#### [Assignment]
What lines of the data below hold the string "overcast"? Copy each one out.
Source information Block Start
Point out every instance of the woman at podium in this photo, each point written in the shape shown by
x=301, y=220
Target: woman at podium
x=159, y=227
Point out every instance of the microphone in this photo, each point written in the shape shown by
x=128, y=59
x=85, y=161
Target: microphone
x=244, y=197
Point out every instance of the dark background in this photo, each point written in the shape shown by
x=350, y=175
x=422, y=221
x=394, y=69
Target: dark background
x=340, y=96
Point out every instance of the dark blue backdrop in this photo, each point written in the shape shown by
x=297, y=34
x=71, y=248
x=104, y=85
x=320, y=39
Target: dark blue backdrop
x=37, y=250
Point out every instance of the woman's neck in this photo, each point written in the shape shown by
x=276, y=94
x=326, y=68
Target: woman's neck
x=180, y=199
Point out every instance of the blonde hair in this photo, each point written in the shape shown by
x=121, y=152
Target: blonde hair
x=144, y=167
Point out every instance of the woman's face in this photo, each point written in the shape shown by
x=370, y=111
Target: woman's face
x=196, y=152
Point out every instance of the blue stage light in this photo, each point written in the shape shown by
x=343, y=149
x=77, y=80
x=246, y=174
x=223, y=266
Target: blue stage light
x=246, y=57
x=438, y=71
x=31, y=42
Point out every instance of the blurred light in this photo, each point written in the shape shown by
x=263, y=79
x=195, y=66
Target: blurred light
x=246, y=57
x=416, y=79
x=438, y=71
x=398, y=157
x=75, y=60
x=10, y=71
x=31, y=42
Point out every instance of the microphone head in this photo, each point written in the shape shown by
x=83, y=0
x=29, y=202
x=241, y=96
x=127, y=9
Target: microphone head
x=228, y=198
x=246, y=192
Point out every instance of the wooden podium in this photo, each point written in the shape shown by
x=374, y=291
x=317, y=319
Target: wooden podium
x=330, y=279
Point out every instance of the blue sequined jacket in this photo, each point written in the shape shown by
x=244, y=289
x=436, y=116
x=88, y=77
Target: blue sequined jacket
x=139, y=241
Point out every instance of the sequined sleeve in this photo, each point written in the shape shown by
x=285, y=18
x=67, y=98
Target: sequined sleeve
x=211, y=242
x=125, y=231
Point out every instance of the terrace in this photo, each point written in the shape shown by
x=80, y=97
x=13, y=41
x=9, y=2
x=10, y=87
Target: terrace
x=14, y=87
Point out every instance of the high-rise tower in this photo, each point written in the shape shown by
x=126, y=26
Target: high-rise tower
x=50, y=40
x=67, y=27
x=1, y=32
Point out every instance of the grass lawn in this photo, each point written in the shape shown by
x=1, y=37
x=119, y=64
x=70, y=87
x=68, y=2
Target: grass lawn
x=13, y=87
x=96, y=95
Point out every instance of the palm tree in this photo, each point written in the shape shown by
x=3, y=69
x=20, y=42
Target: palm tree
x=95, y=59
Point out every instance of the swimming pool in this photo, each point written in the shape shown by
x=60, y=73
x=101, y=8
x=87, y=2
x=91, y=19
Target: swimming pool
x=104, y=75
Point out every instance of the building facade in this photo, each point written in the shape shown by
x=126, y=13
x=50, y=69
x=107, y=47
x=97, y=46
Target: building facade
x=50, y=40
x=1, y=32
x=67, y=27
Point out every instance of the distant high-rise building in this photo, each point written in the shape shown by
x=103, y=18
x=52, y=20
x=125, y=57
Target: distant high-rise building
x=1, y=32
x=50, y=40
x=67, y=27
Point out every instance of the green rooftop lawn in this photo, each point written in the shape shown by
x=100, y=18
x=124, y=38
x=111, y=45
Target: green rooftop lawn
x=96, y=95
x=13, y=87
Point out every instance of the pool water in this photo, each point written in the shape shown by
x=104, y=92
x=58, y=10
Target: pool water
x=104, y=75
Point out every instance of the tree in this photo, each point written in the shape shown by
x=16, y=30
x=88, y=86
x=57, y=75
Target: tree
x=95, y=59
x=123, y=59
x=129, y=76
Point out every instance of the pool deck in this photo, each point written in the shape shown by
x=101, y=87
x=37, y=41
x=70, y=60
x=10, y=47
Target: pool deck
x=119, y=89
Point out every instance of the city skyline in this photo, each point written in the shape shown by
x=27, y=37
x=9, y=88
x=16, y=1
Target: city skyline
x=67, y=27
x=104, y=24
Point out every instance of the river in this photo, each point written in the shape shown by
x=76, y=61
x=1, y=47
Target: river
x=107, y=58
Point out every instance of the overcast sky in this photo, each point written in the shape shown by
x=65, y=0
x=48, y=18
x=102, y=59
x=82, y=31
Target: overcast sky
Source information Block End
#### [Output for this exercise]
Point out every instance of the overcast sky in this photo, each point written in the shape shown by
Target: overcast sky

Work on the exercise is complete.